WORK REQUIRED: Output each record in full, exactly as it stands.

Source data
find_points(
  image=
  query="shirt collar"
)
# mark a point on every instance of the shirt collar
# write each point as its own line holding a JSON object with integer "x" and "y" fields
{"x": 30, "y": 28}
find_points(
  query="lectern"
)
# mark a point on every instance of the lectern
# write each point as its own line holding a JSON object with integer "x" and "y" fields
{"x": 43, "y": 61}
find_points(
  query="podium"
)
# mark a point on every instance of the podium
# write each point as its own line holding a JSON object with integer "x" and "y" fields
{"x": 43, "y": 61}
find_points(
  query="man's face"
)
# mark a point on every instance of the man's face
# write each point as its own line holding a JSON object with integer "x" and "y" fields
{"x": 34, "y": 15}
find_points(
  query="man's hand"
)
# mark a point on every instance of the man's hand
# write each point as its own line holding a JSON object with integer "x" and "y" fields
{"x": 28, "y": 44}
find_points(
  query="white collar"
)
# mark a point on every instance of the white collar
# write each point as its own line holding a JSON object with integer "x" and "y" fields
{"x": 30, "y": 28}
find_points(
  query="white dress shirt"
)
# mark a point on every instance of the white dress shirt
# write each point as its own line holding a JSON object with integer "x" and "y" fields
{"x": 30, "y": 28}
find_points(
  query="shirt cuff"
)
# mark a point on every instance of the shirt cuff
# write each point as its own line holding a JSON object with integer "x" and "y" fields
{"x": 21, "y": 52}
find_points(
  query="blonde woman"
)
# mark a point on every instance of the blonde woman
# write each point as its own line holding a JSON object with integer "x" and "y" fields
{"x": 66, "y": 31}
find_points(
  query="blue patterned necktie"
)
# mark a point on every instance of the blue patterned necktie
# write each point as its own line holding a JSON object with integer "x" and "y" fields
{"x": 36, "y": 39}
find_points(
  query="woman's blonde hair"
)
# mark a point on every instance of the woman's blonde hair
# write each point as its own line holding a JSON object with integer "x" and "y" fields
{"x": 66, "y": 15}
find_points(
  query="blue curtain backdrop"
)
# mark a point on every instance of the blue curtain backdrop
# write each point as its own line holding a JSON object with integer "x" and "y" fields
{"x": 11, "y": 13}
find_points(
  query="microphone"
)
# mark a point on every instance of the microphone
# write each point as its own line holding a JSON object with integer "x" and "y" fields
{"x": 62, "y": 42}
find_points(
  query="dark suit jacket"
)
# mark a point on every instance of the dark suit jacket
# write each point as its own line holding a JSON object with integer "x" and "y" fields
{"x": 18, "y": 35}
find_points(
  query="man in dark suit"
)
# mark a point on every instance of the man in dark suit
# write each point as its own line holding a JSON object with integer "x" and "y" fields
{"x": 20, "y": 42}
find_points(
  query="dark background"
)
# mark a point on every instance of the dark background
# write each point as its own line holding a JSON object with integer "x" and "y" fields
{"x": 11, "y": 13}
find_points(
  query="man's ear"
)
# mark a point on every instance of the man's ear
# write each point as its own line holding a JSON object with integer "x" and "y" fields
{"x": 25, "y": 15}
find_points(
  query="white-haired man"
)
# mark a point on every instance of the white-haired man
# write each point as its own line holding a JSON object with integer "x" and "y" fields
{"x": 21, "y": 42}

ANSWER SECTION:
find_points(
  image=
  query="shirt collar"
)
# mark a point on every instance of the shirt collar
# write each point as its own line holding a JSON object with integer "x" and "y" fields
{"x": 30, "y": 28}
find_points(
  query="lectern"
)
# mark a point on every instance of the lectern
# write each point as its own line holding a JSON object with integer "x" and "y" fields
{"x": 43, "y": 61}
find_points(
  query="podium"
)
# mark a point on every instance of the podium
# write each point as its own line holding a JSON object with integer "x" and "y" fields
{"x": 43, "y": 61}
find_points(
  query="man's face"
)
# mark a point on every instance of the man's face
# write each point as its own line holding a JSON object with integer "x" and "y" fields
{"x": 34, "y": 15}
find_points(
  query="man's hand"
)
# mark a point on every instance of the man's hand
# write each point as its own line holding a JSON object with integer "x" and "y" fields
{"x": 28, "y": 44}
find_points(
  query="white collar"
)
# mark a point on every instance of the white collar
# write each point as its own line holding a JSON object with integer "x" and "y" fields
{"x": 30, "y": 28}
find_points(
  query="white dress shirt"
)
# mark a point on every instance of the white dress shirt
# write each point as its own line holding a JSON object with integer "x" and "y" fields
{"x": 30, "y": 28}
find_points(
  query="shirt cuff"
)
# mark a point on every instance of the shirt cuff
# write each point as its own line holding a JSON object with integer "x" and "y" fields
{"x": 21, "y": 52}
find_points(
  query="blonde woman"
)
# mark a point on every instance of the blonde woman
# write each point as its own line holding a JSON object with integer "x" and "y" fields
{"x": 66, "y": 31}
find_points(
  query="blue patterned necktie"
)
# mark a point on every instance of the blue patterned necktie
# write each point as its own line holding a JSON object with integer "x" and "y" fields
{"x": 36, "y": 39}
find_points(
  query="woman's blonde hair"
)
# mark a point on every instance of the woman's blonde hair
# write each point as its own line holding a JSON object with integer "x" and "y" fields
{"x": 66, "y": 15}
find_points(
  query="blue curtain backdrop"
)
# mark a point on every instance of the blue curtain backdrop
# write each point as its own line holding a JSON object with integer "x" and "y" fields
{"x": 11, "y": 13}
find_points(
  query="microphone"
)
# mark a point on every instance of the microphone
# write each point as its own line holding a JSON object with integer "x" and "y" fields
{"x": 62, "y": 42}
find_points(
  query="dark suit jacket"
)
# mark a point on every instance of the dark suit jacket
# write each point as its own line holding a JSON object with integer "x" and "y" fields
{"x": 18, "y": 35}
find_points(
  query="man in dark suit"
)
# mark a point on every instance of the man in dark suit
# write each point as its own line holding a JSON object with integer "x" and "y" fields
{"x": 20, "y": 42}
find_points(
  query="dark background"
)
# mark a point on every instance of the dark background
# write each point as its own line holding a JSON object with integer "x" and "y" fields
{"x": 11, "y": 13}
find_points(
  query="man's ear"
)
# mark a point on every instance of the man's ear
# write each point as its own line holding a JSON object with integer "x" and "y" fields
{"x": 25, "y": 15}
find_points(
  query="white-haired man"
)
# mark a point on every instance of the white-haired man
# write each point as its own line holding a JSON object with integer "x" and "y" fields
{"x": 21, "y": 42}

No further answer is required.